(Entries pointing to named objects)
┌──
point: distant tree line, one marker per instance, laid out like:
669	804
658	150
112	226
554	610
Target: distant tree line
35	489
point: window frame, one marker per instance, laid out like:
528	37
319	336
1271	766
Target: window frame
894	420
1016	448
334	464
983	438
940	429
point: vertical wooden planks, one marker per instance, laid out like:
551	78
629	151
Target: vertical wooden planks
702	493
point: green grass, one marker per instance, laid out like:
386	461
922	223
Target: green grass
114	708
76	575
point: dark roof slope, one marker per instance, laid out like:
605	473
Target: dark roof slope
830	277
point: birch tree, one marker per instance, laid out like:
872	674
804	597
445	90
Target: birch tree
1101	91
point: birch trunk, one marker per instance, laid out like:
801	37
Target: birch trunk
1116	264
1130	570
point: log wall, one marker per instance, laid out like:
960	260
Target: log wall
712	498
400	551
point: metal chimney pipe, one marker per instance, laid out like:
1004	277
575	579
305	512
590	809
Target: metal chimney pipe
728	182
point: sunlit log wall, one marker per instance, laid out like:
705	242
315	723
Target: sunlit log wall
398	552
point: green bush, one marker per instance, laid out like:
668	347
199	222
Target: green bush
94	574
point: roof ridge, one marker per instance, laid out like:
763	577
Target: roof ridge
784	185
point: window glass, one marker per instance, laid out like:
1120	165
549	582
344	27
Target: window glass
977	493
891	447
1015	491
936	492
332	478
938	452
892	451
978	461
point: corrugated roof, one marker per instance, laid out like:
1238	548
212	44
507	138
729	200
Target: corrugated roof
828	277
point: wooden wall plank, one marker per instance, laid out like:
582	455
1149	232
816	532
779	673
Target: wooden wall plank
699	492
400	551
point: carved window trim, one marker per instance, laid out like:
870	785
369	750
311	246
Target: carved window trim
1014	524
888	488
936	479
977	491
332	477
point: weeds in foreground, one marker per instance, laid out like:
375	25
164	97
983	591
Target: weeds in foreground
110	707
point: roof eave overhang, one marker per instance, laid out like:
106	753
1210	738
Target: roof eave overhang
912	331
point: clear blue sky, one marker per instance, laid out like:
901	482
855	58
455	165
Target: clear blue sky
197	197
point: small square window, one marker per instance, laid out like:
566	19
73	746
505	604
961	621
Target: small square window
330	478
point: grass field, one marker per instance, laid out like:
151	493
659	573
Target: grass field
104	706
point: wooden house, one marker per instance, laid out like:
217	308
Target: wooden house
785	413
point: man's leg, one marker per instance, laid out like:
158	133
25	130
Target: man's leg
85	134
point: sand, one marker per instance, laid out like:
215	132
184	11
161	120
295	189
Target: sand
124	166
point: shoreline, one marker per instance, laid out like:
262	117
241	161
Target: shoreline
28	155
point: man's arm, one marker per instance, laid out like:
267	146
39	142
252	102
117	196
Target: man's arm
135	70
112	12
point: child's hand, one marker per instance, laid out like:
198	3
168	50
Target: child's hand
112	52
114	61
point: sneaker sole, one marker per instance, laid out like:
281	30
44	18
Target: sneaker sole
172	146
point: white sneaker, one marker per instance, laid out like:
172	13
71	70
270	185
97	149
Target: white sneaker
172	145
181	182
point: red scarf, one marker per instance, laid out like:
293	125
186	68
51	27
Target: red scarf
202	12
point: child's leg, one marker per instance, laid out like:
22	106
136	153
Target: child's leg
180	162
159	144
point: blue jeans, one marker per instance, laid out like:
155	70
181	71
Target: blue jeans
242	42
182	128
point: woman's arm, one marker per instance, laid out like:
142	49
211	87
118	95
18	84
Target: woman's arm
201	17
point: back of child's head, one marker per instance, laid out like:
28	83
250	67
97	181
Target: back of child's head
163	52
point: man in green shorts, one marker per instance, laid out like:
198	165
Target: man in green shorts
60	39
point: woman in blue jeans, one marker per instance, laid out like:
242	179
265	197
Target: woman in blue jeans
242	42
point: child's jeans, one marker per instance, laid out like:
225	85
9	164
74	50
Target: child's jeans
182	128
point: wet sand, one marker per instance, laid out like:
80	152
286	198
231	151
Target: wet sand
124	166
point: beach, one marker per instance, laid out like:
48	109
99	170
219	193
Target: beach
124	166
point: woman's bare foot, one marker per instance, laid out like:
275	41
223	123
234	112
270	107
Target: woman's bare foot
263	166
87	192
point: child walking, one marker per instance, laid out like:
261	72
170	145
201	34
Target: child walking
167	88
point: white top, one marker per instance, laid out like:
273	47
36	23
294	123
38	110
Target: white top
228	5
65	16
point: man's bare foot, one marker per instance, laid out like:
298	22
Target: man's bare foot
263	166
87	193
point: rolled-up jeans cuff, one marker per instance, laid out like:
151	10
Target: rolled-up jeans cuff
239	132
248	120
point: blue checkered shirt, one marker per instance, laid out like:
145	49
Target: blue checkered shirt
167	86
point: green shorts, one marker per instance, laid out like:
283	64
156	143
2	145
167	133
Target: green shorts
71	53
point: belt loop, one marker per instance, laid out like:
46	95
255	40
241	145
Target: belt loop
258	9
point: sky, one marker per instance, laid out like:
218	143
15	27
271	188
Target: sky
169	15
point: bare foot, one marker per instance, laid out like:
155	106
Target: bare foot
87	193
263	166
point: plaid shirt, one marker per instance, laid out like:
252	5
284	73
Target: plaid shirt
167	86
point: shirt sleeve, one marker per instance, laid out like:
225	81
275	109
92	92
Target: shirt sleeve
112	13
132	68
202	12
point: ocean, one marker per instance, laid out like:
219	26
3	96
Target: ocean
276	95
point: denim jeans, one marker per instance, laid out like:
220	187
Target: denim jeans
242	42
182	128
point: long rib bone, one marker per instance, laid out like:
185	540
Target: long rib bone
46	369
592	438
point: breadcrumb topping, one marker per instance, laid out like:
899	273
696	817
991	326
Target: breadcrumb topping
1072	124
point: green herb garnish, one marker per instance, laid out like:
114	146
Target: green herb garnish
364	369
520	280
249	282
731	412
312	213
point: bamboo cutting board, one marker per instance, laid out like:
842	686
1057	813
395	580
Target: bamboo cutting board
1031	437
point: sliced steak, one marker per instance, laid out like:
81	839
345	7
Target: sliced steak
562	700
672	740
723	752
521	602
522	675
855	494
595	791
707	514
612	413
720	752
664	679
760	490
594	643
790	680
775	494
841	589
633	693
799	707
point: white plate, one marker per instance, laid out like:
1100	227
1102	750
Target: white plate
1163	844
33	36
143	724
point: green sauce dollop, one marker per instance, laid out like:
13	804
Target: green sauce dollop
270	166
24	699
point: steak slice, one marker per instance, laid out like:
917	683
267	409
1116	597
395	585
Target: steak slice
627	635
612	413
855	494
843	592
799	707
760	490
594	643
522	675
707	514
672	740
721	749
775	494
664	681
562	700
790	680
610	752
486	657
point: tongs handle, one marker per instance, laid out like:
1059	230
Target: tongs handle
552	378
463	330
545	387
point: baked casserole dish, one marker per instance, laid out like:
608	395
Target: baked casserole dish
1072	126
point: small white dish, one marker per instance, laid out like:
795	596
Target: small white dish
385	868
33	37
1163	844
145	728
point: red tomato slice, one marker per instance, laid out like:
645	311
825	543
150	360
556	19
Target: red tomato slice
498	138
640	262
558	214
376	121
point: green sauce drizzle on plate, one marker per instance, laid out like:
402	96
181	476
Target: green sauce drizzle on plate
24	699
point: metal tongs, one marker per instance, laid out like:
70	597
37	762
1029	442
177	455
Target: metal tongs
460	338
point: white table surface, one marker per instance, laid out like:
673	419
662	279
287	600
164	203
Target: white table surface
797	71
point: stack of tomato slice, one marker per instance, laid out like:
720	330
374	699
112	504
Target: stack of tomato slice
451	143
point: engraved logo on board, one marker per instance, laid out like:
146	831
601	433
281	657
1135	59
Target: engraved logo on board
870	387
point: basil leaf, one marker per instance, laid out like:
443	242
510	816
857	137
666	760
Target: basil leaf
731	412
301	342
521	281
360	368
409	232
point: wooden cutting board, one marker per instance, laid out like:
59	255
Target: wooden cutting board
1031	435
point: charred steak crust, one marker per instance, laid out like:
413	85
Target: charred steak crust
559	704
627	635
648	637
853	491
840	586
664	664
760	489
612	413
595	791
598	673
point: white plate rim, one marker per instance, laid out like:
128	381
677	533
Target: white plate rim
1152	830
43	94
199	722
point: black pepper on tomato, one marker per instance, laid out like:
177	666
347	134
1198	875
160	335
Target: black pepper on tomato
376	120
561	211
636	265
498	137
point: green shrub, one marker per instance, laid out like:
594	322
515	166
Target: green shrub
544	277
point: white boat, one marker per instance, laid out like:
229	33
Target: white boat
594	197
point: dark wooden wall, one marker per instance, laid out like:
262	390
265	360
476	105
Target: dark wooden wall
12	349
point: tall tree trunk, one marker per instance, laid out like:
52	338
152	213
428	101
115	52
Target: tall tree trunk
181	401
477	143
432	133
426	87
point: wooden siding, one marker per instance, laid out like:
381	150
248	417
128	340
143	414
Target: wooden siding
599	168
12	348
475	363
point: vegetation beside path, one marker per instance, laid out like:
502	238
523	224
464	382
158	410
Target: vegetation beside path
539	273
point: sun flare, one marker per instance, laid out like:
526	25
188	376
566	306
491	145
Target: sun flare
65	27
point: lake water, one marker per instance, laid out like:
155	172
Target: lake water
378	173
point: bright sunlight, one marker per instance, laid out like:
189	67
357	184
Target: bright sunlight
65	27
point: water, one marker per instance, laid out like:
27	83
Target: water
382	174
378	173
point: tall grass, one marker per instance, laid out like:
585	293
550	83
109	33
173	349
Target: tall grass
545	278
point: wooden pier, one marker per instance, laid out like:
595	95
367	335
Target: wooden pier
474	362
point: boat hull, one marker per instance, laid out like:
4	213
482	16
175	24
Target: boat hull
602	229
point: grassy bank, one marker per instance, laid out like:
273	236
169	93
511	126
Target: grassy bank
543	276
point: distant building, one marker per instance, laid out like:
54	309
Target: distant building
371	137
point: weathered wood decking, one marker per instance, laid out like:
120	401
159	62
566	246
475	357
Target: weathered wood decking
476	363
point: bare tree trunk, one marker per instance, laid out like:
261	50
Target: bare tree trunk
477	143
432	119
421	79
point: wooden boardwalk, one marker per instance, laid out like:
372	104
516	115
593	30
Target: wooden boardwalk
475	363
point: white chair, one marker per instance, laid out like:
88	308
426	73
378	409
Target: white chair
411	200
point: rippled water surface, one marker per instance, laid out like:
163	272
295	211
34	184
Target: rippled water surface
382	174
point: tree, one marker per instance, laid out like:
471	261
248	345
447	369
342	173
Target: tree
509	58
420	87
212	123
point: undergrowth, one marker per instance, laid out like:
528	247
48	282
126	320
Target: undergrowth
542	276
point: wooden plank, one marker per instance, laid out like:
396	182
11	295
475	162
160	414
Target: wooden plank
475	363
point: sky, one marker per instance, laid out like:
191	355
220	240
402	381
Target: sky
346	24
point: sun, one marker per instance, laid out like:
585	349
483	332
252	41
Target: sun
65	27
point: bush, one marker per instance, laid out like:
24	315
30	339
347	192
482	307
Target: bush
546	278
└──
### Job
Reproduce the lines exactly as they appear in the entries above, covering the part that opens with the line containing "point: bush, one" and runs through the end of the entries, both ends included.

### Exercise response
point: bush, one marker per instance, laid out like:
24	315
30	339
347	192
482	307
Target: bush
546	278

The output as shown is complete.